Segmentation labeling entries
************
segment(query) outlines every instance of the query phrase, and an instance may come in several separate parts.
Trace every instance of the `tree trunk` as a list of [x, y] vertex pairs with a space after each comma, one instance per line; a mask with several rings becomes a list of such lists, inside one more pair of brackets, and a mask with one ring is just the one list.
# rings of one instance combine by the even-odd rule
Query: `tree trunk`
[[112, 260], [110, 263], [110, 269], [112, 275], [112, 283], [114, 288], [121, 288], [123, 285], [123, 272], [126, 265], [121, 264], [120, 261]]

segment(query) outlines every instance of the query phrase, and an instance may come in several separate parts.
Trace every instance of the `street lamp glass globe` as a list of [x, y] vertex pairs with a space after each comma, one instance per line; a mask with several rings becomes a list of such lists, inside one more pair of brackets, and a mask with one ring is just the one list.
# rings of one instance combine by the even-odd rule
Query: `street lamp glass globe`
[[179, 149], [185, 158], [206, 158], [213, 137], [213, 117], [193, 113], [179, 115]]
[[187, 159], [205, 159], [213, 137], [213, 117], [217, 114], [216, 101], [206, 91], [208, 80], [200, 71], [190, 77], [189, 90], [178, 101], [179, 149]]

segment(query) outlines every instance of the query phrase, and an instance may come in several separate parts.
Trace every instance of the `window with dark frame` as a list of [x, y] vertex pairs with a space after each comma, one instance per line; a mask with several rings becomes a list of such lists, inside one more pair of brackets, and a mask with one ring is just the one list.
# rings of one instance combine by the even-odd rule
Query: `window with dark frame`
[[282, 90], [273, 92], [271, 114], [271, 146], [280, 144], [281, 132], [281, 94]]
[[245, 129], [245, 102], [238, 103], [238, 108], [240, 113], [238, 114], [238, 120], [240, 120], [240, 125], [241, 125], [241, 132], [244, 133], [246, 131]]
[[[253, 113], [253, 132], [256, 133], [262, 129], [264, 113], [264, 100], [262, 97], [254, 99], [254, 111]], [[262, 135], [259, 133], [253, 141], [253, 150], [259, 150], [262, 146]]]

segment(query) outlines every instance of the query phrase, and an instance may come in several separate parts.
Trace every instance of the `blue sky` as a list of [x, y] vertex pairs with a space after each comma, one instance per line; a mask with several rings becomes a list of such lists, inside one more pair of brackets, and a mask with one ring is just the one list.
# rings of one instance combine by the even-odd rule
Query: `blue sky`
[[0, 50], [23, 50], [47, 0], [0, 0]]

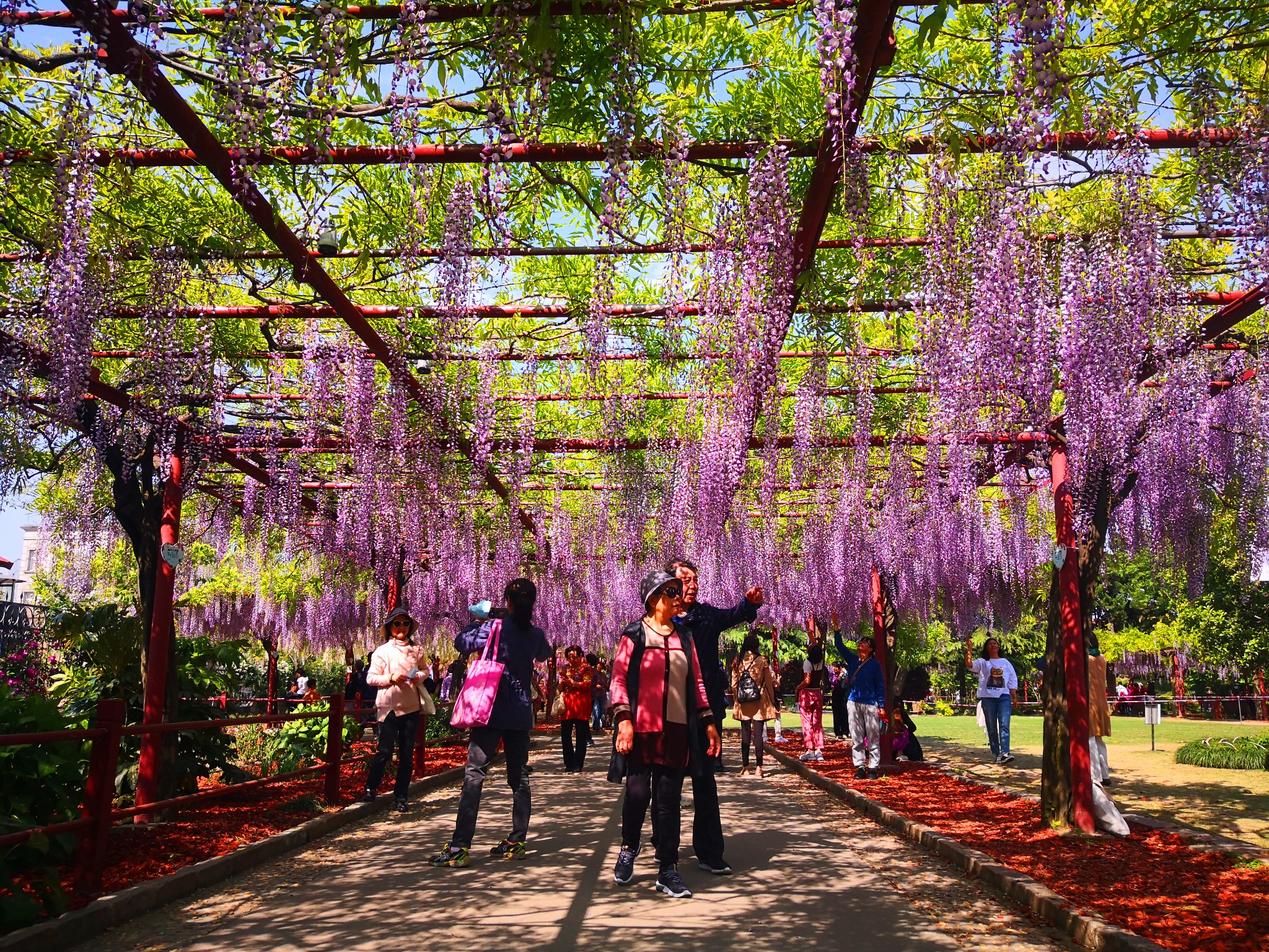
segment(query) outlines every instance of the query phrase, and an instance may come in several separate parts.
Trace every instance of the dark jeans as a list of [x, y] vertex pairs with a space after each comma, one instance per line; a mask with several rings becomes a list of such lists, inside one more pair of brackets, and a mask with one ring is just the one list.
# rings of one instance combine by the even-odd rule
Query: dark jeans
[[679, 862], [681, 798], [683, 770], [660, 764], [632, 767], [626, 774], [626, 802], [622, 803], [622, 845], [638, 845], [647, 807], [652, 803], [652, 843], [656, 845], [656, 858], [662, 871], [674, 867]]
[[[766, 721], [740, 722], [740, 765], [749, 767], [749, 744], [754, 744], [754, 760], [763, 765], [763, 741], [766, 739]], [[716, 858], [722, 858], [716, 857]]]
[[991, 753], [996, 757], [1009, 753], [1009, 715], [1013, 712], [1013, 701], [1009, 694], [1000, 697], [981, 697], [982, 716], [987, 721], [987, 743]]
[[[574, 732], [577, 745], [574, 746]], [[586, 764], [586, 746], [590, 744], [590, 722], [581, 717], [560, 721], [560, 743], [563, 745], [563, 769], [580, 770]]]
[[[379, 749], [371, 760], [371, 773], [365, 778], [365, 788], [378, 793], [383, 772], [392, 759], [392, 748], [397, 746], [397, 779], [392, 792], [400, 798], [410, 793], [410, 777], [414, 774], [414, 739], [419, 734], [419, 712], [398, 715], [391, 711], [379, 722]], [[400, 743], [398, 743], [400, 741]]]
[[472, 727], [471, 743], [467, 745], [467, 769], [463, 772], [463, 792], [458, 798], [458, 819], [454, 821], [452, 847], [471, 849], [476, 834], [476, 816], [480, 814], [480, 793], [485, 786], [485, 774], [497, 751], [497, 741], [503, 741], [506, 753], [506, 786], [511, 788], [511, 835], [513, 843], [523, 843], [529, 835], [529, 815], [533, 801], [529, 796], [529, 732], [500, 731], [494, 727]]

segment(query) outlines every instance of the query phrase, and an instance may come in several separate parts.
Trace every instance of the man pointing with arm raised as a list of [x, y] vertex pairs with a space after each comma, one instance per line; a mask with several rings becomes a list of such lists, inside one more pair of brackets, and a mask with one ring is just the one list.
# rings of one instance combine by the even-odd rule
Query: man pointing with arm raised
[[[716, 608], [697, 598], [699, 581], [697, 566], [687, 559], [674, 559], [665, 565], [665, 571], [683, 583], [683, 603], [687, 608], [679, 622], [690, 632], [700, 661], [700, 677], [706, 684], [706, 697], [713, 710], [714, 724], [722, 726], [726, 713], [725, 677], [718, 661], [718, 636], [727, 628], [746, 625], [758, 617], [758, 607], [763, 604], [763, 586], [755, 585], [732, 608]], [[702, 748], [704, 749], [704, 748]], [[726, 876], [731, 872], [723, 859], [722, 816], [718, 811], [718, 782], [716, 773], [722, 770], [722, 757], [713, 758], [699, 777], [692, 778], [692, 852], [697, 854], [702, 869]]]

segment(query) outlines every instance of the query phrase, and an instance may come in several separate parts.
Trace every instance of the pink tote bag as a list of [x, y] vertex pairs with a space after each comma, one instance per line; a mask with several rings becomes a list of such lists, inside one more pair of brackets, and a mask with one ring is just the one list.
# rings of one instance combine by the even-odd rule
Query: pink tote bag
[[503, 635], [503, 619], [494, 621], [490, 628], [489, 640], [481, 656], [472, 661], [467, 669], [467, 680], [463, 689], [458, 692], [454, 701], [454, 711], [449, 716], [453, 727], [483, 727], [489, 724], [489, 716], [494, 711], [494, 698], [497, 697], [497, 685], [503, 680], [503, 668], [497, 658], [497, 642]]

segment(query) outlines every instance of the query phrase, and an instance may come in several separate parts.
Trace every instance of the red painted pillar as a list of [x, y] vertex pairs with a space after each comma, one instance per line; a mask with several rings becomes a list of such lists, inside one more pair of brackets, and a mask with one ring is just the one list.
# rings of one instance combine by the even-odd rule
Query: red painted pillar
[[[159, 546], [176, 545], [180, 537], [180, 503], [184, 496], [181, 485], [180, 438], [168, 459], [168, 482], [162, 491], [162, 520], [159, 524]], [[150, 652], [146, 659], [146, 707], [142, 724], [162, 724], [164, 708], [168, 701], [168, 664], [171, 633], [171, 599], [176, 584], [176, 566], [169, 565], [161, 556], [155, 578], [154, 618], [150, 623]], [[161, 734], [141, 735], [141, 763], [137, 769], [137, 805], [152, 803], [159, 800], [159, 758], [162, 745]], [[150, 816], [138, 814], [137, 823], [150, 823]]]
[[273, 642], [265, 645], [269, 652], [269, 701], [265, 713], [278, 713], [278, 651]]
[[1067, 736], [1071, 748], [1071, 801], [1075, 825], [1093, 833], [1093, 764], [1089, 758], [1089, 677], [1084, 654], [1084, 613], [1080, 609], [1080, 553], [1075, 539], [1075, 503], [1071, 499], [1066, 451], [1055, 448], [1053, 517], [1057, 545], [1066, 560], [1057, 574], [1062, 617], [1062, 661], [1066, 670]]
[[[772, 626], [772, 665], [775, 668], [775, 718], [779, 721], [778, 727], [772, 727], [777, 734], [784, 732], [784, 721], [780, 720], [784, 713], [784, 698], [780, 697], [780, 679], [784, 677], [784, 668], [780, 665], [780, 632], [777, 627]], [[763, 727], [765, 732], [766, 729]]]
[[339, 768], [344, 759], [344, 693], [326, 698], [330, 716], [326, 718], [326, 806], [339, 805]]
[[91, 825], [80, 831], [75, 854], [75, 891], [81, 896], [102, 895], [102, 871], [105, 868], [105, 844], [110, 833], [110, 807], [114, 802], [114, 774], [119, 763], [119, 734], [127, 704], [103, 698], [96, 702], [94, 727], [105, 736], [93, 740], [84, 784], [84, 816]]
[[881, 572], [877, 566], [872, 570], [872, 602], [873, 602], [873, 652], [877, 664], [881, 665], [881, 677], [886, 683], [886, 706], [882, 707], [881, 725], [881, 762], [882, 764], [895, 763], [893, 737], [895, 732], [890, 726], [890, 646], [886, 644], [886, 592], [882, 589]]

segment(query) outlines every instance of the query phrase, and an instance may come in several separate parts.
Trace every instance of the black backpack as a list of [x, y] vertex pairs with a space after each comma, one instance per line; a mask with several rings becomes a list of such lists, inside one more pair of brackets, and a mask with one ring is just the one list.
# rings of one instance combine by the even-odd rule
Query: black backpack
[[754, 675], [746, 668], [745, 673], [740, 675], [740, 680], [736, 682], [736, 701], [741, 704], [751, 704], [761, 696], [763, 693], [758, 688], [758, 682], [754, 680]]

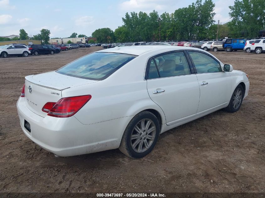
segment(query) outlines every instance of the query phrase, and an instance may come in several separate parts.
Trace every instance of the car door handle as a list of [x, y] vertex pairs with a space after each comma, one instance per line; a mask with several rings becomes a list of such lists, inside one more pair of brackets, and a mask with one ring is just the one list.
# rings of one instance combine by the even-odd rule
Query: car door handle
[[162, 92], [165, 92], [165, 90], [164, 89], [160, 89], [160, 90], [156, 90], [153, 92], [153, 93], [154, 94], [158, 94], [158, 93], [162, 93]]
[[208, 83], [202, 83], [200, 84], [200, 85], [204, 85], [207, 84], [208, 84]]

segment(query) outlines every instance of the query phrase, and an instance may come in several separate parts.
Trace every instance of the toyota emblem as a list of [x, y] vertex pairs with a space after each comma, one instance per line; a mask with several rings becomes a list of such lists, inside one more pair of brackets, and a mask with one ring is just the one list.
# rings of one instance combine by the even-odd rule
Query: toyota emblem
[[32, 91], [32, 88], [31, 87], [31, 86], [30, 85], [29, 86], [29, 92], [30, 93], [31, 93], [31, 92]]

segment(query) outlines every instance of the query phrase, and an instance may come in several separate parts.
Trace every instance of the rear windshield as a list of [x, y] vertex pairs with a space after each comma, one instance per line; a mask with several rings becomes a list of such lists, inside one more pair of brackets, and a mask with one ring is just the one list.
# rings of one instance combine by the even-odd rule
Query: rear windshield
[[93, 53], [56, 71], [77, 78], [100, 80], [107, 78], [136, 56], [117, 53]]

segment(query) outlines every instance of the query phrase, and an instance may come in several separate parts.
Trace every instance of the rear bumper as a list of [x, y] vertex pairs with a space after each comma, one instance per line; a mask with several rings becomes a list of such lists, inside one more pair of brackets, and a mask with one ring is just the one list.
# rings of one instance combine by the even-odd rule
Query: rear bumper
[[[131, 119], [125, 117], [85, 125], [74, 116], [60, 118], [39, 116], [27, 107], [24, 98], [19, 98], [17, 107], [26, 135], [45, 150], [64, 157], [118, 148], [125, 129], [123, 124]], [[25, 120], [30, 124], [30, 132], [24, 127]]]

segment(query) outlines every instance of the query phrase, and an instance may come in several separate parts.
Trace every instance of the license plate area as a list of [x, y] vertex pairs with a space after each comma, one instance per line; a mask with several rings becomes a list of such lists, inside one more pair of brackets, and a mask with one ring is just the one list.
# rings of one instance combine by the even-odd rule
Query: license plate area
[[25, 119], [24, 120], [24, 127], [28, 131], [29, 133], [30, 133], [30, 124]]

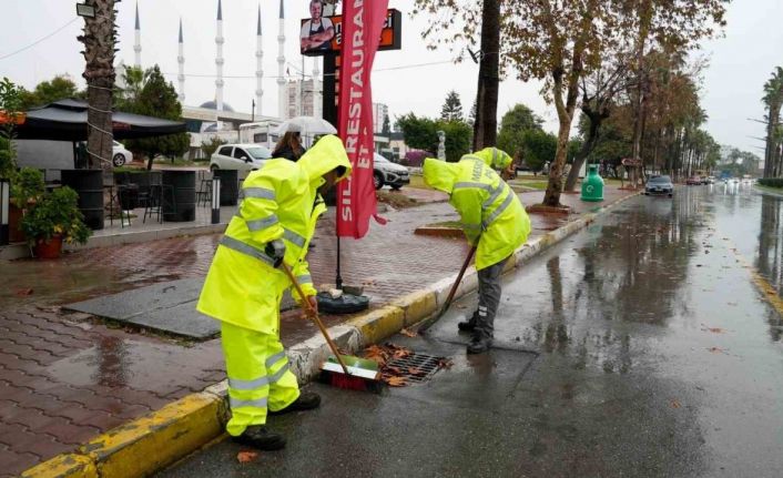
************
=== EXERCISE DETAILS ===
How many lines in the items above contain the string "tote"? Reply with the number alone.

=== EXERCISE RESPONSE ===
2